Jade Marcus Buford (born February 15, 1988) is an American professional racing driver with experience in open-wheel, sports car, and stock car racing. He competes part-time in the NASCAR Xfinity Series, driving the No. 5 Chevrolet Camaro for Big Machine Racing.

Buford has also raced in the Pirelli World Challenge, British GT Championship, GT4 America Series, and ARCA Menards Series, NASCAR Craftsman Truck Series.

Racing career
Buford began his racing career when he was 18 years old, competing in Porsches; he was also an intern at the Porsche Driving School at Barber Motorsports Park. He debuted in Grand-Am's KONI Sports Car Challenge in 2009. He raced for RSR Motorsports in the ST class and shared the No. 196 Mini Cooper S with Owen Trinkler. In 2010, he joined Racers Edge Motorsports in the GS class of the renamed Continental Tire Sports Car Challenge.

[Image object location entries]

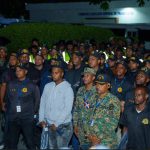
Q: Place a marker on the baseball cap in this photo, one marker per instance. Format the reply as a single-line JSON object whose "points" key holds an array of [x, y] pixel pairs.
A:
{"points": [[89, 70], [102, 55], [24, 51], [95, 54], [122, 62], [78, 53], [112, 57], [22, 66], [102, 79], [58, 64], [134, 59], [14, 54], [144, 70]]}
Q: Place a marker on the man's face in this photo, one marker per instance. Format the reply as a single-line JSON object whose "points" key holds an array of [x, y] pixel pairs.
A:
{"points": [[39, 60], [102, 61], [57, 74], [13, 61], [120, 70], [77, 60], [102, 88], [93, 61], [20, 73], [141, 79], [129, 52], [111, 63], [140, 96], [88, 78], [44, 51], [3, 54], [133, 65], [24, 58]]}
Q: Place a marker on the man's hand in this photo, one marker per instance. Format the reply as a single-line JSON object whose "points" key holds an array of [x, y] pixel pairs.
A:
{"points": [[76, 131], [94, 139]]}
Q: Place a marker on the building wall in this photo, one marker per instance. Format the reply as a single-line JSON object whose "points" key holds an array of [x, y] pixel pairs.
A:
{"points": [[120, 12]]}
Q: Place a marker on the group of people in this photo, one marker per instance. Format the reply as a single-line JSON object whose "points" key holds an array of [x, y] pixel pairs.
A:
{"points": [[80, 94]]}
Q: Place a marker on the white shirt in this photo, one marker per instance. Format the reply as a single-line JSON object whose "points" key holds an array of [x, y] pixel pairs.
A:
{"points": [[56, 103]]}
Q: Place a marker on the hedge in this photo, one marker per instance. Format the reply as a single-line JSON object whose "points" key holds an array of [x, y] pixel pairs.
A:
{"points": [[21, 35]]}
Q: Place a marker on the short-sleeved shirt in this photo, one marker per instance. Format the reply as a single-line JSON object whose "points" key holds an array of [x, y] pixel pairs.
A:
{"points": [[120, 87]]}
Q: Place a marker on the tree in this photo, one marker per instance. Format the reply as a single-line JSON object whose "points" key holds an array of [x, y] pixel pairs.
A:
{"points": [[104, 4]]}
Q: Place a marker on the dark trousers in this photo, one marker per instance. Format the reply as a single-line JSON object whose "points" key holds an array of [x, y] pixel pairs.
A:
{"points": [[26, 127]]}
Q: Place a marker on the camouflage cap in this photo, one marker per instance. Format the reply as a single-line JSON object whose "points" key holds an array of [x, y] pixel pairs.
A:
{"points": [[89, 70], [102, 79]]}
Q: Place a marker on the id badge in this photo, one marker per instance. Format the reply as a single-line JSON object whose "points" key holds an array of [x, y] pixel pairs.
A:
{"points": [[18, 108], [45, 128]]}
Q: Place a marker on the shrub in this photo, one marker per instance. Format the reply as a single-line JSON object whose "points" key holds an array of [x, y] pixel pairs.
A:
{"points": [[21, 35]]}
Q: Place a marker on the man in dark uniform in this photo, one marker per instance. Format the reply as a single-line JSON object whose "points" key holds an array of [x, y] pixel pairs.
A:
{"points": [[23, 98], [7, 76], [133, 64], [136, 120], [94, 61], [111, 66], [142, 79], [33, 74], [74, 76], [120, 84]]}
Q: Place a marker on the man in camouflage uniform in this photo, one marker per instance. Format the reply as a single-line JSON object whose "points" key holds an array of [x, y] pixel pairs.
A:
{"points": [[106, 113], [83, 108]]}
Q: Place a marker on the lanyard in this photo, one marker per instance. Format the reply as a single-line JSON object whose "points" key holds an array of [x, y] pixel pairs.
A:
{"points": [[19, 89], [86, 96], [119, 84]]}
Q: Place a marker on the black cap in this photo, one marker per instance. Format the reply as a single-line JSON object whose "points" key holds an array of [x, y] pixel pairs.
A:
{"points": [[112, 57], [58, 64], [145, 71], [102, 55], [24, 51], [78, 53], [22, 66], [14, 54], [122, 62], [102, 79], [134, 59]]}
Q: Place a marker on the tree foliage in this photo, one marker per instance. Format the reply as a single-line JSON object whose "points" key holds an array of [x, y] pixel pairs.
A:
{"points": [[104, 4]]}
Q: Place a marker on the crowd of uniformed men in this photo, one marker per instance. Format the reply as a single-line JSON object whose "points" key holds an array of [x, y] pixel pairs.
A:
{"points": [[81, 93]]}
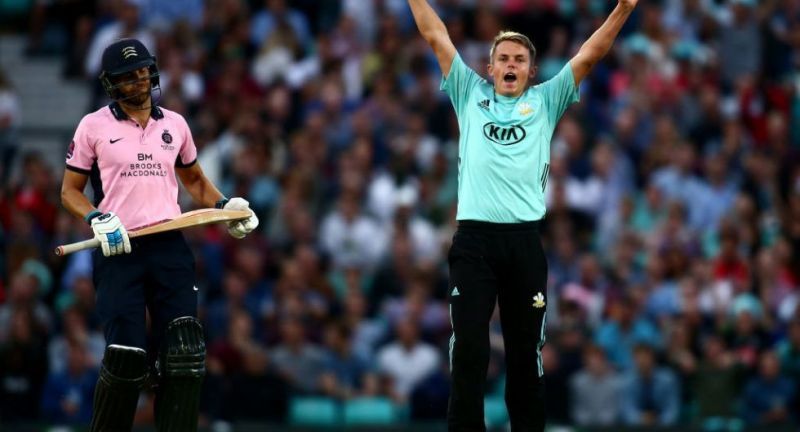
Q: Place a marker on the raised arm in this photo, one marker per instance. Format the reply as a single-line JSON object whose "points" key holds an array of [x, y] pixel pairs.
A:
{"points": [[434, 31], [596, 47]]}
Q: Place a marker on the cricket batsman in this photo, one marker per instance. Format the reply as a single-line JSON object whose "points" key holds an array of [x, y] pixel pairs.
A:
{"points": [[496, 256], [131, 151]]}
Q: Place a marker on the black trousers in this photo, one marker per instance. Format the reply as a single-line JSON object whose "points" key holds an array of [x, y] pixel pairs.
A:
{"points": [[159, 275], [502, 263]]}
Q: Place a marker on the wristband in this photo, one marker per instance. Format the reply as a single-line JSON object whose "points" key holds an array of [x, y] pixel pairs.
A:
{"points": [[91, 215], [221, 203]]}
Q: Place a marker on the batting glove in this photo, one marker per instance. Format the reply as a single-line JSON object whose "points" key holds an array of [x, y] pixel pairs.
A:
{"points": [[239, 229], [113, 236]]}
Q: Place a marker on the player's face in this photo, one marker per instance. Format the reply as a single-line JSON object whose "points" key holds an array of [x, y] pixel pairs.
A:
{"points": [[511, 68], [135, 86]]}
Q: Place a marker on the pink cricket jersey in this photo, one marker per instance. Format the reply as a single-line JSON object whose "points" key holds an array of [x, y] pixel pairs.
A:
{"points": [[132, 170]]}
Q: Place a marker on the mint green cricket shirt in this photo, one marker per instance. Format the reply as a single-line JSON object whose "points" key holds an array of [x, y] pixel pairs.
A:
{"points": [[504, 143]]}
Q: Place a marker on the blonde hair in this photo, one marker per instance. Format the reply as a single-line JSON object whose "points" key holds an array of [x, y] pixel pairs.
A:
{"points": [[519, 38]]}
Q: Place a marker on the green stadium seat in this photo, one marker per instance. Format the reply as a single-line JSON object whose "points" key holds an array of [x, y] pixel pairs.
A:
{"points": [[374, 411], [314, 411], [494, 412]]}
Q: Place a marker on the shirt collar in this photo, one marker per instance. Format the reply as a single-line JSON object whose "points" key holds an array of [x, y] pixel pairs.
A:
{"points": [[119, 114]]}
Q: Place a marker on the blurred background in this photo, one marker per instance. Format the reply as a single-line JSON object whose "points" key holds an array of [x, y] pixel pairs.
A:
{"points": [[672, 233]]}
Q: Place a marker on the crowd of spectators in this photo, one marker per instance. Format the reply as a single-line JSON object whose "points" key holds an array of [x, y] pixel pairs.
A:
{"points": [[672, 232]]}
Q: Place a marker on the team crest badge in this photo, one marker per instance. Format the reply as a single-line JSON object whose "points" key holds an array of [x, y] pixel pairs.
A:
{"points": [[129, 52], [538, 301]]}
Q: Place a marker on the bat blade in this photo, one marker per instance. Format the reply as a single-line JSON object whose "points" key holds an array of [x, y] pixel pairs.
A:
{"points": [[185, 220]]}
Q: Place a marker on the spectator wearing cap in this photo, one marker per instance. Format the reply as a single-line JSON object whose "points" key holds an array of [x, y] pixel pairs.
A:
{"points": [[595, 391], [768, 397], [651, 393], [406, 362], [716, 382], [624, 329], [740, 42]]}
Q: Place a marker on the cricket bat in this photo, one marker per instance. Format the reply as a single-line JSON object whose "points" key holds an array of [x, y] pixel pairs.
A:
{"points": [[185, 220]]}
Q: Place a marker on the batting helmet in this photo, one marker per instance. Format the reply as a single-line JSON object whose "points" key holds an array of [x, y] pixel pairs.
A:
{"points": [[121, 57]]}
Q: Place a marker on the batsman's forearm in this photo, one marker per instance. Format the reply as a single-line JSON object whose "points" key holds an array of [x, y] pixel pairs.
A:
{"points": [[428, 22], [598, 45], [76, 202], [204, 192]]}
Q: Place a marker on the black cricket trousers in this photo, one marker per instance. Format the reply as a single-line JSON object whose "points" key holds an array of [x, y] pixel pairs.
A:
{"points": [[158, 275], [492, 262]]}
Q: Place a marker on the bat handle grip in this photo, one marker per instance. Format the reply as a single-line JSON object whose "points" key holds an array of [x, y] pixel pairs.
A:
{"points": [[75, 247]]}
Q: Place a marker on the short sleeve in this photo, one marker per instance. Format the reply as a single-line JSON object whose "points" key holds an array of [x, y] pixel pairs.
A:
{"points": [[459, 83], [559, 93], [81, 153], [188, 153]]}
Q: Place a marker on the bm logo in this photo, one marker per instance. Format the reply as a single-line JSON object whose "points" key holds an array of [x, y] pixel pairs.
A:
{"points": [[503, 135]]}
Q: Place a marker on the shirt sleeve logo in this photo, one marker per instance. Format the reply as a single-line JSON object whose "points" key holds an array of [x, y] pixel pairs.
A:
{"points": [[524, 108]]}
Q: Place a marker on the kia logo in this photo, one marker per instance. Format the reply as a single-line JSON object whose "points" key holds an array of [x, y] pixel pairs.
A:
{"points": [[504, 135]]}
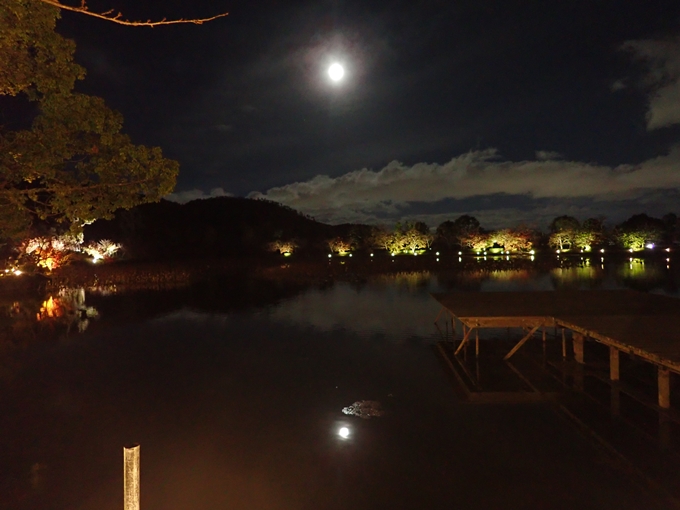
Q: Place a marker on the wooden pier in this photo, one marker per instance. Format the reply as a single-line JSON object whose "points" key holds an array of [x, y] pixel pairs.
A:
{"points": [[640, 324]]}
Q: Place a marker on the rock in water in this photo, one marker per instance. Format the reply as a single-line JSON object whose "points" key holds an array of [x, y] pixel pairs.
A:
{"points": [[364, 409]]}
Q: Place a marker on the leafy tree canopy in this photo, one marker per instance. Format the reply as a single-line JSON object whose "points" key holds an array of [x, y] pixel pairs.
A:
{"points": [[70, 164]]}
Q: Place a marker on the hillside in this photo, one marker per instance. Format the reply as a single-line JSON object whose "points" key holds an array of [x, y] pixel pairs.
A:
{"points": [[215, 227]]}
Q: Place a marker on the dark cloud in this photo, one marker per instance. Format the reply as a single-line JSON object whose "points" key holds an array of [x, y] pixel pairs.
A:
{"points": [[367, 195], [663, 79]]}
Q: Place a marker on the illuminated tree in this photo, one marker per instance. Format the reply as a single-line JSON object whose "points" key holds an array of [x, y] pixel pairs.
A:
{"points": [[72, 164], [283, 246], [479, 241], [458, 231], [562, 232], [513, 240], [339, 245]]}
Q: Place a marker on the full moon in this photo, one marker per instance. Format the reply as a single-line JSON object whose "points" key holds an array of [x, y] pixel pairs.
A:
{"points": [[336, 72]]}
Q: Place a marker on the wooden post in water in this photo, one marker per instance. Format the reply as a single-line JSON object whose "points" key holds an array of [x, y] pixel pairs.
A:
{"points": [[615, 399], [613, 363], [131, 478], [578, 347], [664, 379]]}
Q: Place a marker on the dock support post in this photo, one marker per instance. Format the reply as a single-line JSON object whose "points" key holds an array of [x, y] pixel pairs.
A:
{"points": [[521, 343], [578, 347], [131, 478], [613, 363], [664, 383]]}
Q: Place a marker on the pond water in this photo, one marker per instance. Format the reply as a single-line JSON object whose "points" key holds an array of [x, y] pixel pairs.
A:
{"points": [[235, 390]]}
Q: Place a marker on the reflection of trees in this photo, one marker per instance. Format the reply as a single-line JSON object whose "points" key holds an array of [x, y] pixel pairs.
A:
{"points": [[577, 277]]}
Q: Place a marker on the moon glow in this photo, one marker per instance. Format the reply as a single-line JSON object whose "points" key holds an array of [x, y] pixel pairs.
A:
{"points": [[336, 72]]}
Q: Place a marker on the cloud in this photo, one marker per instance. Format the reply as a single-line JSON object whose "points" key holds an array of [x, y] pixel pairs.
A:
{"points": [[183, 197], [371, 196], [618, 85], [662, 58]]}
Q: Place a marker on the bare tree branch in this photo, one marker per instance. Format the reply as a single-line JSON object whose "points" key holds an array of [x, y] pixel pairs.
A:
{"points": [[118, 17]]}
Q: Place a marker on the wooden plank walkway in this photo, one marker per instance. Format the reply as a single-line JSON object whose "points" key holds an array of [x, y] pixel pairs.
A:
{"points": [[641, 324]]}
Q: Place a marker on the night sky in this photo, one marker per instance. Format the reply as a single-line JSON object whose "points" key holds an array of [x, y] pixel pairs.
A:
{"points": [[510, 110]]}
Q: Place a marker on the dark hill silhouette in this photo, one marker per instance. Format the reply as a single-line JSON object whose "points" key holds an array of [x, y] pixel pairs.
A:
{"points": [[215, 227]]}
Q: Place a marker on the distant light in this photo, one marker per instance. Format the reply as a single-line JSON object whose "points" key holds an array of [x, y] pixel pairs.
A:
{"points": [[336, 72]]}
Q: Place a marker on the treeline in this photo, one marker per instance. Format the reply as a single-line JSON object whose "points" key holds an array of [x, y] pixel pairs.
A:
{"points": [[243, 228], [565, 233]]}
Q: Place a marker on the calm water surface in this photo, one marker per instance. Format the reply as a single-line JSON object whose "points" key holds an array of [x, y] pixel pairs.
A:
{"points": [[235, 391]]}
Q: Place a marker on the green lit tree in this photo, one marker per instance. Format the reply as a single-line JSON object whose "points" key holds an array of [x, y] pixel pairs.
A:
{"points": [[71, 164]]}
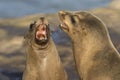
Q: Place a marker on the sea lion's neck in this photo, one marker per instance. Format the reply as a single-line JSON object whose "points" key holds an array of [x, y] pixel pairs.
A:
{"points": [[35, 55]]}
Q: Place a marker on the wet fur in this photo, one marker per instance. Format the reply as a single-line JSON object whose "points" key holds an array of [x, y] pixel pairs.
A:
{"points": [[42, 61], [95, 55]]}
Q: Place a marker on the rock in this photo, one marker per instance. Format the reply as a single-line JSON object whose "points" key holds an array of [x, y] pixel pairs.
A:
{"points": [[3, 77], [115, 4]]}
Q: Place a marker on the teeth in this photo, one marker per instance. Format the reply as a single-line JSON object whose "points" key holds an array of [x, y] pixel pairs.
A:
{"points": [[43, 38]]}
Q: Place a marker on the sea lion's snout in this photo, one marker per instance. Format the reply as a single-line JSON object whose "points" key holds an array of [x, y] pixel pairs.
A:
{"points": [[41, 33]]}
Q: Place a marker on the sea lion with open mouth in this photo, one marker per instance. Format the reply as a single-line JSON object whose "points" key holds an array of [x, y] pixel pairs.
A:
{"points": [[95, 56], [43, 61]]}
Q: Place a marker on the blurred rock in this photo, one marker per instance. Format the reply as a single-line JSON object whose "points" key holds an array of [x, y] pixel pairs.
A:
{"points": [[3, 77], [12, 49], [115, 4]]}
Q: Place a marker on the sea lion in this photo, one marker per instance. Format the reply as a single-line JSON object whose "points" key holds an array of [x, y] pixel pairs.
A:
{"points": [[43, 61], [95, 55]]}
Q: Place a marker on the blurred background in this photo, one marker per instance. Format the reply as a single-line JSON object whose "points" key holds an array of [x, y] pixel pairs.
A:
{"points": [[16, 15], [18, 8]]}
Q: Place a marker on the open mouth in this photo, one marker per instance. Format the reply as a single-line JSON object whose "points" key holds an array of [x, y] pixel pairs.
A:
{"points": [[64, 27], [42, 33]]}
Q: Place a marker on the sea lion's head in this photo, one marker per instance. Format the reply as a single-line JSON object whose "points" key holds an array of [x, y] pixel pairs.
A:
{"points": [[80, 24], [39, 33]]}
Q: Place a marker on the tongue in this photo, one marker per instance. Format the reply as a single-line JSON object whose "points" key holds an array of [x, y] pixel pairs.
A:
{"points": [[41, 33]]}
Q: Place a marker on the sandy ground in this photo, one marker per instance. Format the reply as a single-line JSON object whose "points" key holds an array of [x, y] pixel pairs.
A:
{"points": [[12, 49]]}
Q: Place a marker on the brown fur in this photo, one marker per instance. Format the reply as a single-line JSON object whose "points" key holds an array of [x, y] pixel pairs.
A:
{"points": [[95, 56], [43, 61]]}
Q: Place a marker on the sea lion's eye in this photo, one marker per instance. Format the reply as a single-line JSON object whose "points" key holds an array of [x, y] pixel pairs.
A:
{"points": [[32, 25], [72, 20]]}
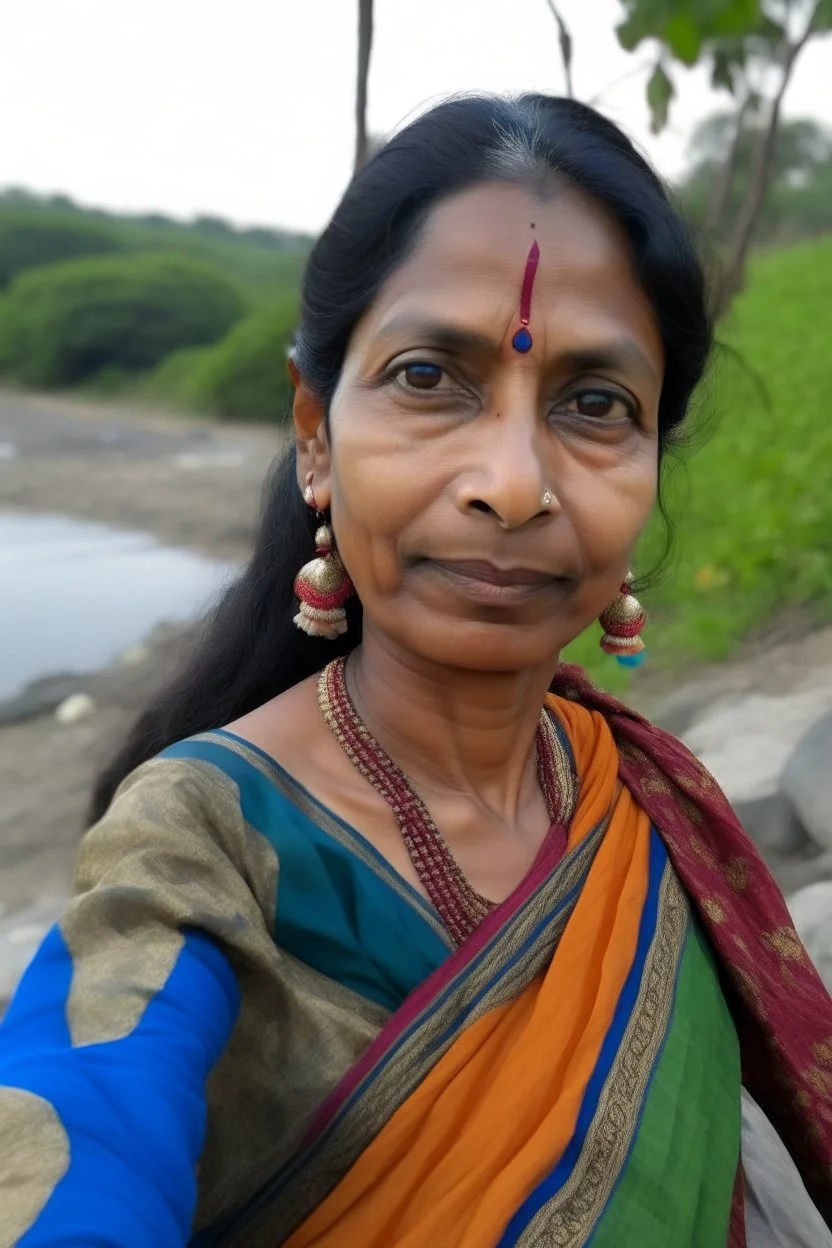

Directive A ▸
From the Jade Buford article, print the passage starting at "Jade Marcus Buford" and ending at "Craftsman Truck Series.".
Directive B ▸
According to the Jade Buford article, where did Buford work as an intern?
Directive C ▸
Continue the Jade Buford article from the point where it stops.

Task result A ▸
Jade Marcus Buford (born February 15, 1988) is an American professional racing driver with experience in open-wheel, sports car, and stock car racing. He competes part-time in the NASCAR Xfinity Series, driving the No. 5 Chevrolet Camaro for Big Machine Racing.

Buford has also raced in the Pirelli World Challenge, British GT Championship, GT4 America Series, and ARCA Menards Series, NASCAR Craftsman Truck Series.

Task result B ▸
At the Porsche Driving School at Barber Motorsports Park.

Task result C ▸
He moved to Multimatic Motorsports in 2012, where he shared the No. 71 Aston Martin Vantage with Tonis Kasemets en route to an 11th-place GS finish. The following year, he partnered with Scott Maxwell in Multimatic's No. 55, during which Buford recorded a series-record seven pole positions. The two remained together for 2014. Buford's co-driver in 2015 was 16-year-old Austin Cindric, who described Buford as "someone to lean on" during the early stages of his racing career. The duo recorded a victory at Canadian Tire Motorsport Park.

Buford began competing in the Pirelli World Challenge's GTS class in 2016 with Racers Edge. He swept the Barber Motorsports Park weekend from the pole, followed by a third win at Lime Rock Park after wrecks took out the leaders and a cleanup truck interfered with another.

He ran two Sports Car Challenge races in 2017 with Multimatic. Buford also returned to the Pirelli World Challenge, running in the GTS Pro class with Racers Edge, and won both races at Mosport.

Buford joined PF Racing for the 2018 PWC season. In the GTS SprintX race at Circuit of the Americas, he scored the Mustang GT4's maiden victory when he and Maxwell passed pole sitter Harry Gottsacker during pit stops; Buford explained "some of the cars have outright pace on us, but we just executed the perfect race." Buford recorded a second win that year at Watkins Glen International after beating Ian James to the finish by .208 seconds.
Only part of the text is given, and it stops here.